» **What you will do**
Copy out every line holding the string "return" from the records below.

▬▬▬▬▬▬

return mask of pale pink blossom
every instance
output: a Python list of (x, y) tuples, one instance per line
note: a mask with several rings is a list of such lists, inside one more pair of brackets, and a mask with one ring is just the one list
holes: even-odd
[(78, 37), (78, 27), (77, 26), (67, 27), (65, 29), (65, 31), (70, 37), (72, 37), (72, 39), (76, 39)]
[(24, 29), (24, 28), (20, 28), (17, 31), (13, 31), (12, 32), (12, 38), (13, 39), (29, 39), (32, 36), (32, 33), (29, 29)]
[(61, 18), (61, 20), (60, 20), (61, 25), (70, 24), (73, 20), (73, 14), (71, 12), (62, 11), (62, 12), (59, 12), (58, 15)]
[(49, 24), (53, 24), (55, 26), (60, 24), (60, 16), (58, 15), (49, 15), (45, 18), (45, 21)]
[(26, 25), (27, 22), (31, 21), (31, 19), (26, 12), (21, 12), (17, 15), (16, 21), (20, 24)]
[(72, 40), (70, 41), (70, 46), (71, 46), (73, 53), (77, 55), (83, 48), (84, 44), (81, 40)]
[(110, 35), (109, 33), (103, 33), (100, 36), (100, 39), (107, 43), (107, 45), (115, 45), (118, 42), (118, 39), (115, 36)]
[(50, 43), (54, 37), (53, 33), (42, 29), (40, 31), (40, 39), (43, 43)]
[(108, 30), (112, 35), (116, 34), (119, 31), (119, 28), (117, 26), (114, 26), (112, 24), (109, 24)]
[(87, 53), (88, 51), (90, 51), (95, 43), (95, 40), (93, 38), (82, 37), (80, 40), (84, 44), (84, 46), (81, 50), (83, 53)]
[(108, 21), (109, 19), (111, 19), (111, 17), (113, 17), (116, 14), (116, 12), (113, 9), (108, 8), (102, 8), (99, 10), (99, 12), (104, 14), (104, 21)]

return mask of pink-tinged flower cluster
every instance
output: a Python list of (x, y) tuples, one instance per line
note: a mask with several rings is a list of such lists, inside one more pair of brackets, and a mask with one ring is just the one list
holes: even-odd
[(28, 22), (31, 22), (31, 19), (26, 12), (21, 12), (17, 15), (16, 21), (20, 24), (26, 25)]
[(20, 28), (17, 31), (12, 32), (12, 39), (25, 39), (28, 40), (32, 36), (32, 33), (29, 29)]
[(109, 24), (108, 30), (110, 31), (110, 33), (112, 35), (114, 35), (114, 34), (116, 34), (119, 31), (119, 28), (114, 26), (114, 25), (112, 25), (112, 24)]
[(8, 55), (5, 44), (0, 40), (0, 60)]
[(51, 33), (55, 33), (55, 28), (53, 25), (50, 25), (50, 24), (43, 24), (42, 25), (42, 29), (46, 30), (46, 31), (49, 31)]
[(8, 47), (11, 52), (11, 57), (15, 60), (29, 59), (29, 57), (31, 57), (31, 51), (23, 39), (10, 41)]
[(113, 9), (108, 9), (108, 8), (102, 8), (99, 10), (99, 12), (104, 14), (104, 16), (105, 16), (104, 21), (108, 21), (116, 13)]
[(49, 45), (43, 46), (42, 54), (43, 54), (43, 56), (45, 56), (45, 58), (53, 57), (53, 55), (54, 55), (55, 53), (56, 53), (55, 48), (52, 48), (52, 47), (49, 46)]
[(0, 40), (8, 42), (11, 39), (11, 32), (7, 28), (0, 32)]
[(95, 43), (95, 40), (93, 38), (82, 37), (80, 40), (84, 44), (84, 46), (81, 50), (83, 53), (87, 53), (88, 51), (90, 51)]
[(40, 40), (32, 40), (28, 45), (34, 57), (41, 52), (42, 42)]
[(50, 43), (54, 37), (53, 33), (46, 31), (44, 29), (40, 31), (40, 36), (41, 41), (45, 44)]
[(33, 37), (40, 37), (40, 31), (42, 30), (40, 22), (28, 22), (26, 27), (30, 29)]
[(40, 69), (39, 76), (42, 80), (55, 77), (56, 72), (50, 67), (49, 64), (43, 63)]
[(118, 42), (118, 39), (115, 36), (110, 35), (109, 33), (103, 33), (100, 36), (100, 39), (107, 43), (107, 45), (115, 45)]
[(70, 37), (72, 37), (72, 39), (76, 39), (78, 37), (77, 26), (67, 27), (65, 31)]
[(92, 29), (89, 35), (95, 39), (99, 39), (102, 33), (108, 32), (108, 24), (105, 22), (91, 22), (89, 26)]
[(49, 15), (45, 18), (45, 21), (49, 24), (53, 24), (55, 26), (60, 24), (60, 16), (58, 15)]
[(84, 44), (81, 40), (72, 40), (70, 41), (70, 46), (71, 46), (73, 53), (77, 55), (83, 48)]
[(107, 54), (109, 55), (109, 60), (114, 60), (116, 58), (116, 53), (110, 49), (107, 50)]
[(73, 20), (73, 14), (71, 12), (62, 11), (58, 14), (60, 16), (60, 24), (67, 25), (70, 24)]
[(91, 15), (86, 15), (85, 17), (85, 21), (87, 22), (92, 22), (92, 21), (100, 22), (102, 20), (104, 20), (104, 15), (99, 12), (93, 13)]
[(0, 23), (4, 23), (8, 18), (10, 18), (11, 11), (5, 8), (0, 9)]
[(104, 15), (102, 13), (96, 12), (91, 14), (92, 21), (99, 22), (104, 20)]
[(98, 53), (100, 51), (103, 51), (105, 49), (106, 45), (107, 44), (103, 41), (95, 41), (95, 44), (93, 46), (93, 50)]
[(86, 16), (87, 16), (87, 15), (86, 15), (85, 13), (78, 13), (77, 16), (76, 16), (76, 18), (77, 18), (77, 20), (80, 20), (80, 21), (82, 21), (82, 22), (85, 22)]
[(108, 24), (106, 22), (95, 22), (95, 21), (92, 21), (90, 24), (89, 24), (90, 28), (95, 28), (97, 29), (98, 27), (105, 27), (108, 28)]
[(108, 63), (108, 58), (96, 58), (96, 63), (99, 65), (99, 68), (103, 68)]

▬▬▬▬▬▬

» **Solution for this exercise**
return mask of pale pink blossom
return mask of pink-tinged flower cluster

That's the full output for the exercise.